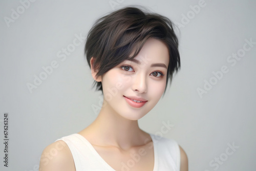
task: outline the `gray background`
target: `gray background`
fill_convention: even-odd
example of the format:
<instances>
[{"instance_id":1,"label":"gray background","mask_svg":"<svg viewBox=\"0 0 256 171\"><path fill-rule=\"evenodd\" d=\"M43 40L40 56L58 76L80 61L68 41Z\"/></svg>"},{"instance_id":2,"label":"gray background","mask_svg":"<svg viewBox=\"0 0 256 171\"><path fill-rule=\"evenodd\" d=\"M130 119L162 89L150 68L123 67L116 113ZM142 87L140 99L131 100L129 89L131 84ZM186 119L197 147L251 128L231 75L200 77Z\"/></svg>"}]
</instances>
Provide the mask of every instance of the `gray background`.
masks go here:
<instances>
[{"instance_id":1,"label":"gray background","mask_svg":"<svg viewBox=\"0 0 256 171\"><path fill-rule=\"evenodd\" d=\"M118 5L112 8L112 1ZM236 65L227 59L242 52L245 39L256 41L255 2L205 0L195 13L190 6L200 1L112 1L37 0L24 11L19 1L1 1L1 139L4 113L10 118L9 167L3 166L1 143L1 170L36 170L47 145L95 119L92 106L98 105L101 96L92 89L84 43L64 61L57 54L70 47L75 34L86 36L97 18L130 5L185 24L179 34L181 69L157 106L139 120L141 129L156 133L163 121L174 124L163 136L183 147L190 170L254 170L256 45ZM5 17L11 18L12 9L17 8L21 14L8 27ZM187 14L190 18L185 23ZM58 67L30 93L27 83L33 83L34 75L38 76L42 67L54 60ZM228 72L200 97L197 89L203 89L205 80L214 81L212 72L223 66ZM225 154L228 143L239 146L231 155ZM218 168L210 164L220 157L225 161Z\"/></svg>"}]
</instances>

What the task requires: Could you lay out every line of the material above as a numbered list, skipping any blank lines and leaving the pictures out?

Expected output:
1. task: outline the `gray background`
2. target: `gray background`
3. fill_convention: even-odd
4. example of the format:
5. <instances>
6. [{"instance_id":1,"label":"gray background","mask_svg":"<svg viewBox=\"0 0 256 171\"><path fill-rule=\"evenodd\" d=\"M43 40L40 56L58 76L80 61L68 41Z\"/></svg>"},{"instance_id":2,"label":"gray background","mask_svg":"<svg viewBox=\"0 0 256 171\"><path fill-rule=\"evenodd\" d=\"M130 119L162 89L150 68L123 67L116 113ZM142 87L140 99L131 100L129 89L131 84ZM186 119L197 147L251 128L231 75L200 77Z\"/></svg>"}]
7. </instances>
8. Provide the mask of every instance of the `gray background`.
9. masks go here:
10. <instances>
11. [{"instance_id":1,"label":"gray background","mask_svg":"<svg viewBox=\"0 0 256 171\"><path fill-rule=\"evenodd\" d=\"M118 5L112 8L112 1ZM236 65L227 59L242 52L245 39L256 41L255 2L205 0L195 13L190 6L200 1L112 1L37 0L24 11L19 1L1 1L1 139L4 113L10 118L9 167L3 166L1 143L1 170L36 170L47 145L95 119L92 106L98 105L101 96L92 89L84 43L64 61L57 54L70 47L75 34L86 36L97 18L130 5L185 24L179 34L181 69L157 106L139 120L141 129L156 133L163 121L174 124L163 136L183 147L190 170L254 170L256 45ZM5 17L11 18L12 9L17 8L21 14L8 27ZM187 14L190 18L185 23ZM58 67L30 93L27 83L33 83L34 75L38 76L42 67L54 60ZM228 72L200 97L197 89L203 89L205 80L214 81L212 72L223 66ZM225 154L228 143L239 146L231 155ZM218 168L210 164L220 157L225 161Z\"/></svg>"}]
12. </instances>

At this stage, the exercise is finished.